▸ **Stated task**: Find each line in the items below that contains the string "Target" and copy those lines. Matches count only when the case is the same.

Records:

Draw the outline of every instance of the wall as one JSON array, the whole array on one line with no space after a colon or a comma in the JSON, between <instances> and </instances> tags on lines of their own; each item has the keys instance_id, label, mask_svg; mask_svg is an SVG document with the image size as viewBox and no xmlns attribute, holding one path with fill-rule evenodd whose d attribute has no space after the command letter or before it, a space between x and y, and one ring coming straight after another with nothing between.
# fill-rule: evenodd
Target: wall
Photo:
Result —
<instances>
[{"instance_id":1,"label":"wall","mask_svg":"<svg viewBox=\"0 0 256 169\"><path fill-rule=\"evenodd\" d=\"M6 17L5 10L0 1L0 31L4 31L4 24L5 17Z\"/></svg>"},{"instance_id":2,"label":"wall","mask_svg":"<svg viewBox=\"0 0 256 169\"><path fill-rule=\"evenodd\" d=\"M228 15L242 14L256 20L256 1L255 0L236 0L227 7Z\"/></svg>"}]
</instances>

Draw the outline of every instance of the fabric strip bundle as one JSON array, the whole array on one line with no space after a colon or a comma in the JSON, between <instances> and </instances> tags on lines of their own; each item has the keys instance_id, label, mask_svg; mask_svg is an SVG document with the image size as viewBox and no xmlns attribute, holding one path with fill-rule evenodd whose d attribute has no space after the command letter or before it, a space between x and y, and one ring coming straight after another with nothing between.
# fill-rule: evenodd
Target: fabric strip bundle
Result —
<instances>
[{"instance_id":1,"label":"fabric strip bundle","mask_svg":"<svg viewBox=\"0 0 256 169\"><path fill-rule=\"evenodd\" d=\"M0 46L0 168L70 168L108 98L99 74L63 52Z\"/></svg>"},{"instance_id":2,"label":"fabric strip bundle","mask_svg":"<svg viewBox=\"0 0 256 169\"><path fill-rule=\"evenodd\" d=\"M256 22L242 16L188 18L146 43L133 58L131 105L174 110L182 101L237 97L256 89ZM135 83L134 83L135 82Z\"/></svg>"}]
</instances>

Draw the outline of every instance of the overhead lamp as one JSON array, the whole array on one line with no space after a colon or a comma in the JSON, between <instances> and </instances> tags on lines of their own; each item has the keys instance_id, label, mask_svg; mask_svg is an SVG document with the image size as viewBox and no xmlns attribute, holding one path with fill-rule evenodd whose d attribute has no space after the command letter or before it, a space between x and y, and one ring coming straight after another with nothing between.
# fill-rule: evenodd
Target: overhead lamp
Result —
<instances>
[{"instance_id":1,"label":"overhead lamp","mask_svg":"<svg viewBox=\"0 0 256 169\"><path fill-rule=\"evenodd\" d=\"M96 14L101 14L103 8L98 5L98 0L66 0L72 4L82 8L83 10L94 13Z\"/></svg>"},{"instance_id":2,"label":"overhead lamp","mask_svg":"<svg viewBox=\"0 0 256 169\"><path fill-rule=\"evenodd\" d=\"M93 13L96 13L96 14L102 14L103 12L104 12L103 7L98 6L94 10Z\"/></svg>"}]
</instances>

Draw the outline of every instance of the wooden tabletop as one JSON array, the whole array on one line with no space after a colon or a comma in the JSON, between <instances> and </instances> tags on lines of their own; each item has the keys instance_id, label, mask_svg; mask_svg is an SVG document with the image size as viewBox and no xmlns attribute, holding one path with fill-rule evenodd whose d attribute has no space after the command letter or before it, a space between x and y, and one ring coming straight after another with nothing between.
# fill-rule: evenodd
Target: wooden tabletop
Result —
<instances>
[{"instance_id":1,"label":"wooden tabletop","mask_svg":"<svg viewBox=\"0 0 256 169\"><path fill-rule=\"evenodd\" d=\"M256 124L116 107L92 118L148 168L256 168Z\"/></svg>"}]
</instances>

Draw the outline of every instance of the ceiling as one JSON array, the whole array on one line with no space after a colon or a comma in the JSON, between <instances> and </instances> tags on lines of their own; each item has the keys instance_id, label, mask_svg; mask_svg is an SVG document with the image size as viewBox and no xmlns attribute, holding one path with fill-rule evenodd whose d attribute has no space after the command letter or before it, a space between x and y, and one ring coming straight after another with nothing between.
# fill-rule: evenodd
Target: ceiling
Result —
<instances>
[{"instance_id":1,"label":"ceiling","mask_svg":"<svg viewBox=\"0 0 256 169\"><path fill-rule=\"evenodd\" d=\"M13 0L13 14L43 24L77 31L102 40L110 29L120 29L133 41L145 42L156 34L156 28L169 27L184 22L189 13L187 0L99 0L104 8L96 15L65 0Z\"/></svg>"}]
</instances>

▸ **Final answer**:
Target: wall
Target: fabric strip bundle
Target: overhead lamp
Target: wooden tabletop
Target: ceiling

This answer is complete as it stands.